# TASK DETAILS:
Go to the line containing "Note to the class: identify the round" in the listing below. Output that line and each later one exactly.
● ● ●
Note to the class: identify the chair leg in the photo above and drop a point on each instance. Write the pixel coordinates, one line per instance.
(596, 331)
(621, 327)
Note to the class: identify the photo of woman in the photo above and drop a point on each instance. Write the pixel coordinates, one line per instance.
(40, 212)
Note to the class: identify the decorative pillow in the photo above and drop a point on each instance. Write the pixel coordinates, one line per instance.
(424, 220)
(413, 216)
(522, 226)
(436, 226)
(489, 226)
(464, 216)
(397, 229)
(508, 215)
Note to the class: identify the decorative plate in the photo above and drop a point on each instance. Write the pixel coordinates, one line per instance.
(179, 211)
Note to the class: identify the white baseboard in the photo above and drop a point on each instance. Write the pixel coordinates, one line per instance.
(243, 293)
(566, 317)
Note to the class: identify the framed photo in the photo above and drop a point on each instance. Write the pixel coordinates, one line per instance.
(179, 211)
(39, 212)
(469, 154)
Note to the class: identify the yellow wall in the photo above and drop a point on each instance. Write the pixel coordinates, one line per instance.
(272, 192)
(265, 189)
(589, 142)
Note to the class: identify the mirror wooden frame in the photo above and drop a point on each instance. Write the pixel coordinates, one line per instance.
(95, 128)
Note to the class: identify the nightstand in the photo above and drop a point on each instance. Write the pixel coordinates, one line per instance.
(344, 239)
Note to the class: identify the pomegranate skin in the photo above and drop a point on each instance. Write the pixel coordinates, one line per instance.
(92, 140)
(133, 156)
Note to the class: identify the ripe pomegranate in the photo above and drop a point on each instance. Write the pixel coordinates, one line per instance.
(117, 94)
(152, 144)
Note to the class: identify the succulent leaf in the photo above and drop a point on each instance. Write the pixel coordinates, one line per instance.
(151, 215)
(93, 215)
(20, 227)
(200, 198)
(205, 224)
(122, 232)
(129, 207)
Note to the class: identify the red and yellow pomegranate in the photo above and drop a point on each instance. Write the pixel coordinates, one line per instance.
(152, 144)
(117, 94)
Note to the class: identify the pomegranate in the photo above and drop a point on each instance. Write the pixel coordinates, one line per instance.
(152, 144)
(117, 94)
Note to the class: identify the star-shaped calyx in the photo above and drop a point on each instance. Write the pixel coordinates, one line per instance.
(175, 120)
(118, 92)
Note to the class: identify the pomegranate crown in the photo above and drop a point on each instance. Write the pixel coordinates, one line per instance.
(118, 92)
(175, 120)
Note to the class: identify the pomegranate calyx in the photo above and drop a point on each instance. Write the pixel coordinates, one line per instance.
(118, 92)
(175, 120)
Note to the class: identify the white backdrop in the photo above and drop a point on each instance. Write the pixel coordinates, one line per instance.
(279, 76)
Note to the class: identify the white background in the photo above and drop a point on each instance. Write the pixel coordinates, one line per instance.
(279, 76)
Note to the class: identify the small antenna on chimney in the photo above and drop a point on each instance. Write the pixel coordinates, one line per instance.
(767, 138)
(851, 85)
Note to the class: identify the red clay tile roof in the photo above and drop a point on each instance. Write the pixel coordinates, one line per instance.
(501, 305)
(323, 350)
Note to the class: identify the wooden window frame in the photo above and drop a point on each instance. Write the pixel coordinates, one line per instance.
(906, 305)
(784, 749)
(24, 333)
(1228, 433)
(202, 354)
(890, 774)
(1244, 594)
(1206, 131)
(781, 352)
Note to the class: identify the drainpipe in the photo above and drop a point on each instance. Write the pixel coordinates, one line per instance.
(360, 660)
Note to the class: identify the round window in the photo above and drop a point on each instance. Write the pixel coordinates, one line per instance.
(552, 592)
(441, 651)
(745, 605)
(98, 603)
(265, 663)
● ● ●
# ANSWER TO THE PROBLEM:
Note to the class: identify the round window in the photo above and drop a point on each instance. Write the pixel coordinates, one line per instance.
(552, 592)
(441, 651)
(745, 605)
(98, 603)
(265, 663)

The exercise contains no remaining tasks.